It’s a worthwhile springboard idea, and helps to get one of the creative endpoints of that – High Heaven – off to a grabbing start: Heaven imagined as almost a dumping ground for the average deceased: get your cubicle living station, some free cheese and crackers, and some public access TV running non-stop in the background. Front man Dave – who’s arrived in heaven after walking ‘neath the old standard of a falling piano – isn’t too keen to spend his time in such a heaven, and voices, loudly, what would likely be most of our complaints about such an arrangement. Artist Greg Scott has a nice style for this, sort of heavy and sketchy and thus maintaining a sense of realism, but set against very clean, defined backgrounds and negative space, allowing the eye to easily track across the page. Peyer positions Dave as outspoken and whiny, but not unrelatable; he’s the common man who’s pissed off at everything being so goddamn common. It’s a little weird that no one else seems to feel the same way Dave does – everyone, including St. Peter, is sort of pissed at him for moaning so loudly – but the quirkiness of the concept works in the book’s favor to keep us invested in what Dave will do next.

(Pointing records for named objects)
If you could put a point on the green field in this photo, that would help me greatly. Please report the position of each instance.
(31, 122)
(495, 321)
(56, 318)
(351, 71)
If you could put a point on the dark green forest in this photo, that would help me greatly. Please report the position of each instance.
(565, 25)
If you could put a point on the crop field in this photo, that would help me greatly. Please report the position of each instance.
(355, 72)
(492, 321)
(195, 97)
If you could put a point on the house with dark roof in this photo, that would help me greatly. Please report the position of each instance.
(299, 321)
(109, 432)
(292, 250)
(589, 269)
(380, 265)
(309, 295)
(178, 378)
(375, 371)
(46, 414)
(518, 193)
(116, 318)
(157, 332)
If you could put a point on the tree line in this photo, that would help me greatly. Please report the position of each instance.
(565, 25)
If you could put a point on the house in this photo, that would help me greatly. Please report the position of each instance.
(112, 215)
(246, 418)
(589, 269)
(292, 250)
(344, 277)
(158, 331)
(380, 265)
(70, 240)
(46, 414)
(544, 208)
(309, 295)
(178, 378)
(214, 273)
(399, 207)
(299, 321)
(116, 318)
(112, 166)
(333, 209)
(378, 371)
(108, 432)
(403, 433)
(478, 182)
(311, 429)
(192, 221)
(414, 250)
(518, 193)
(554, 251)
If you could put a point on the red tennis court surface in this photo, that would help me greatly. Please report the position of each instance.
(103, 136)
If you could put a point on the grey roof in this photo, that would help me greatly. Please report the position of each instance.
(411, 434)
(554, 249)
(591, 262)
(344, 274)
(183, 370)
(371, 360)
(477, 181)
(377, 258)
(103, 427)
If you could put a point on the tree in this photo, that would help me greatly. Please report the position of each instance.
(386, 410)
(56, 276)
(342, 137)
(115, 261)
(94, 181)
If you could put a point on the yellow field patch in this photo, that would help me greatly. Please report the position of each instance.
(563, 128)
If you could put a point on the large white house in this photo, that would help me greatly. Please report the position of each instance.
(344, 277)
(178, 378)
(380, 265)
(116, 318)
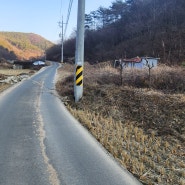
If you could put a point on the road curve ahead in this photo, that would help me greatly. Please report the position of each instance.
(42, 144)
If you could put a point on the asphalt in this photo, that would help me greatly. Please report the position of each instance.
(41, 143)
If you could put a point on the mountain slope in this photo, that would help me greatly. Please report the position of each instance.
(16, 45)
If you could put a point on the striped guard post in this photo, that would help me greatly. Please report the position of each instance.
(79, 75)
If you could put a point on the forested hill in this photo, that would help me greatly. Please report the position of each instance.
(135, 28)
(23, 46)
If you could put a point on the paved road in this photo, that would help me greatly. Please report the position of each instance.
(42, 144)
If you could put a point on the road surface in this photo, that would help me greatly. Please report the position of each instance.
(42, 144)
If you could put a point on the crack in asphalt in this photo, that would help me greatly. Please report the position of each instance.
(53, 175)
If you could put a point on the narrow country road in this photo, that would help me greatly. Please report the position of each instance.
(42, 144)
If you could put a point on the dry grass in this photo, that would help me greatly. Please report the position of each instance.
(142, 128)
(12, 72)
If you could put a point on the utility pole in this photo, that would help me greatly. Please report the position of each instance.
(61, 24)
(79, 53)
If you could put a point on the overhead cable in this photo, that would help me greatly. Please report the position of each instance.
(68, 15)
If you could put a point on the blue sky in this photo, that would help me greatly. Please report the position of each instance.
(42, 16)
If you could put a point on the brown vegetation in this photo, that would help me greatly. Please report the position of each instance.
(142, 127)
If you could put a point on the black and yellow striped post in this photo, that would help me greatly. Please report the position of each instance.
(79, 53)
(79, 75)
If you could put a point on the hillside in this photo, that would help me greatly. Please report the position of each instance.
(142, 127)
(133, 28)
(16, 45)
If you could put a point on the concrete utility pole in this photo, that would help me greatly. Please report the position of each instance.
(79, 54)
(61, 24)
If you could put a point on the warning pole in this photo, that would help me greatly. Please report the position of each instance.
(79, 53)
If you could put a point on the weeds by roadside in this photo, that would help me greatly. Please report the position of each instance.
(142, 128)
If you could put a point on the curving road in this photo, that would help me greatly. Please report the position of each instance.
(42, 144)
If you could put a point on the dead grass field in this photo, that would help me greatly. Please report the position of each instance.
(11, 72)
(142, 127)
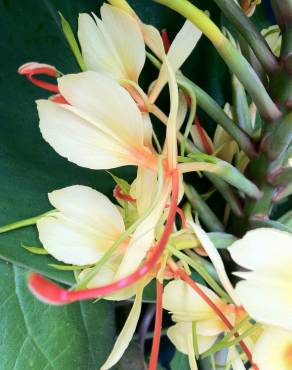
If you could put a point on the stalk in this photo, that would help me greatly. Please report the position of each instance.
(235, 61)
(250, 33)
(204, 211)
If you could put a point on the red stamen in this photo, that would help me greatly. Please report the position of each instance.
(157, 329)
(120, 195)
(33, 68)
(52, 293)
(58, 99)
(217, 310)
(203, 137)
(165, 39)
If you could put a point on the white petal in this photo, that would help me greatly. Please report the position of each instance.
(216, 259)
(273, 350)
(179, 334)
(179, 51)
(121, 26)
(89, 208)
(264, 249)
(79, 140)
(126, 334)
(267, 299)
(178, 297)
(98, 54)
(107, 104)
(69, 242)
(143, 238)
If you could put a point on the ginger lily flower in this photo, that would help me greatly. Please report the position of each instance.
(188, 309)
(102, 127)
(84, 226)
(265, 291)
(103, 43)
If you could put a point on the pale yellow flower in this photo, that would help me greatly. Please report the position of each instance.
(266, 289)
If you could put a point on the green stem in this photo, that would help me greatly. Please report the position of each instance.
(235, 61)
(250, 33)
(213, 109)
(23, 223)
(205, 213)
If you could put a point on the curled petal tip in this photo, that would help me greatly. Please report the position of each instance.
(46, 291)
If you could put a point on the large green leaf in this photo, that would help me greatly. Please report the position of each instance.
(36, 336)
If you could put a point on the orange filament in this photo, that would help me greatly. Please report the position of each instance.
(157, 329)
(215, 308)
(33, 68)
(54, 294)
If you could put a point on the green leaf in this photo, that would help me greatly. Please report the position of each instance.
(38, 336)
(180, 361)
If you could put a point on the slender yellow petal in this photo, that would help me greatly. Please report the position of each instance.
(86, 225)
(216, 259)
(264, 249)
(273, 350)
(267, 298)
(179, 334)
(103, 43)
(127, 332)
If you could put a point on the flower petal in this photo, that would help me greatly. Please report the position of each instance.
(121, 26)
(179, 334)
(264, 249)
(273, 350)
(143, 238)
(89, 208)
(107, 104)
(267, 298)
(127, 332)
(216, 259)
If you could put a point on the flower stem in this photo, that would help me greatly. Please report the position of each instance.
(232, 57)
(157, 329)
(54, 294)
(250, 33)
(217, 310)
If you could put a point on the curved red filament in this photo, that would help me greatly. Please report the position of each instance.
(52, 293)
(157, 329)
(33, 68)
(120, 195)
(217, 310)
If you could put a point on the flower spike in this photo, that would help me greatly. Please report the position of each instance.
(53, 294)
(33, 68)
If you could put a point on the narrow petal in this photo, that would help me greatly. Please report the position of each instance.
(179, 334)
(216, 260)
(180, 49)
(89, 208)
(179, 298)
(121, 26)
(143, 238)
(127, 332)
(267, 298)
(264, 249)
(273, 350)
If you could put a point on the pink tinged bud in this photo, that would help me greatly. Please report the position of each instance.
(33, 68)
(49, 292)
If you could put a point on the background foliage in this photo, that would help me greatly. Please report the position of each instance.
(78, 336)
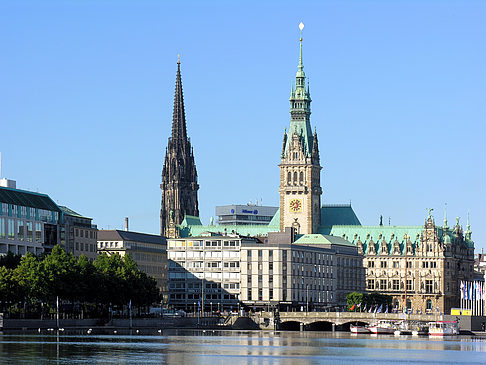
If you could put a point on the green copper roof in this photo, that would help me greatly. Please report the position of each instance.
(190, 220)
(338, 214)
(27, 199)
(322, 239)
(300, 111)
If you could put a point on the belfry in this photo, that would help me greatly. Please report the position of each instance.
(179, 176)
(300, 182)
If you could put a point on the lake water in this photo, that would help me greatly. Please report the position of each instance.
(232, 347)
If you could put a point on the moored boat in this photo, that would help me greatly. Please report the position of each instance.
(443, 328)
(358, 329)
(382, 328)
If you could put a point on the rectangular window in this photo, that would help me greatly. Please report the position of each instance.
(11, 229)
(20, 230)
(382, 284)
(2, 228)
(38, 232)
(30, 228)
(409, 285)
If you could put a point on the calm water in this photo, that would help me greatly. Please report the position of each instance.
(225, 347)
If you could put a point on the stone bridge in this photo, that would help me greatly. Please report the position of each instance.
(331, 320)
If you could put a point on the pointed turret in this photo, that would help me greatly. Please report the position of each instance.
(445, 226)
(300, 186)
(468, 232)
(179, 134)
(179, 175)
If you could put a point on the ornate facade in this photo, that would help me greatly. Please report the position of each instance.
(300, 183)
(179, 176)
(420, 267)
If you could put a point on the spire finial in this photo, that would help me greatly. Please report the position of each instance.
(445, 217)
(301, 27)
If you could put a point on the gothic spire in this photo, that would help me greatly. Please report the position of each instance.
(179, 175)
(179, 134)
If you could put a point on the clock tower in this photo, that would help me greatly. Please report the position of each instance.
(300, 182)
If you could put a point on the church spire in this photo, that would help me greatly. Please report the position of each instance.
(179, 133)
(179, 176)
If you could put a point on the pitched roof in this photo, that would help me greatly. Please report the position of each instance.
(119, 235)
(322, 239)
(71, 212)
(27, 199)
(338, 214)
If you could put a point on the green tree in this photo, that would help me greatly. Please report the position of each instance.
(10, 260)
(354, 298)
(28, 278)
(8, 287)
(59, 272)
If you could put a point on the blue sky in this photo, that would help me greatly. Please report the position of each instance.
(398, 91)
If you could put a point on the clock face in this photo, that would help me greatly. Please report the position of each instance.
(295, 205)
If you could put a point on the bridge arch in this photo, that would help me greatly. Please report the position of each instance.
(319, 326)
(346, 325)
(290, 326)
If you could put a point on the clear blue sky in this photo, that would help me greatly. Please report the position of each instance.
(398, 91)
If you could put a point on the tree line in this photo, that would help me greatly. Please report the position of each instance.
(30, 283)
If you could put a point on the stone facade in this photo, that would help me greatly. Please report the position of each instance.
(147, 250)
(420, 267)
(179, 176)
(300, 183)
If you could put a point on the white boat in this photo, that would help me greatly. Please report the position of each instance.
(403, 328)
(382, 328)
(443, 328)
(358, 329)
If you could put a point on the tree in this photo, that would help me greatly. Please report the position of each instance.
(354, 298)
(28, 278)
(10, 260)
(8, 288)
(59, 272)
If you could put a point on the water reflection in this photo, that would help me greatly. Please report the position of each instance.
(225, 347)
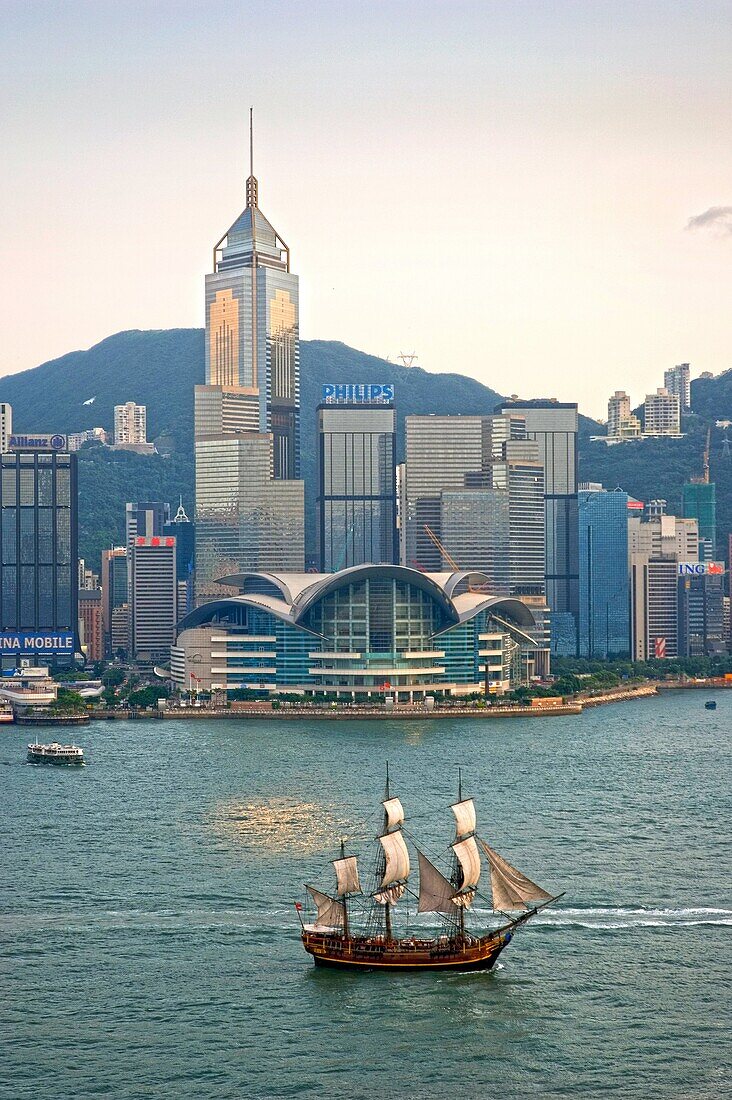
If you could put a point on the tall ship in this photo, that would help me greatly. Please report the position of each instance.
(354, 926)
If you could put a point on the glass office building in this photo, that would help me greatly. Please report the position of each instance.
(554, 426)
(357, 485)
(699, 503)
(439, 452)
(39, 547)
(370, 629)
(604, 626)
(500, 529)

§ Set of tasks:
1: Pick out each line of the listing that contains the word "filament", matching case exactly.
2: Extend the review of the comic High Heaven, picking up after its final sentence.
The listing is unrelated to the review of High Heaven.

§ Responses for each task:
1:
If you could put a point on the orange filament in this photo, that would help me greatly. Please report the position of each instance.
If you could put a point on the curved red filament in this photo, that would help me greatly. Please report the position of each instance.

2:
Unfortunately, Dave doesn’t _directly_ do anything next: the story acts on him, and in a way that takes us away from that initially intriguing concept. Peyer builds in a conspiracy, and he also jumps back to much-less-interesting reality to touch base with the girl Dave liked, Heather, and both of these elements prevent Dave from getting much time to develop on his persona. And so he continues to whine. And the conspiracy feels half-baked: enemies who become friends for cryptic reasons, which turn out to be incredibly weak reasons; and a similarly cryptic plot device called L-Meat which is then explained away with a weak acronym. When we get peeks at a different part of Heaven that seems a bit more heavenly, and at Hell, it becomes more evident that Peyer has neglected to really outline the “rules” of how this realm works beyond the joke setups in that premiere issue.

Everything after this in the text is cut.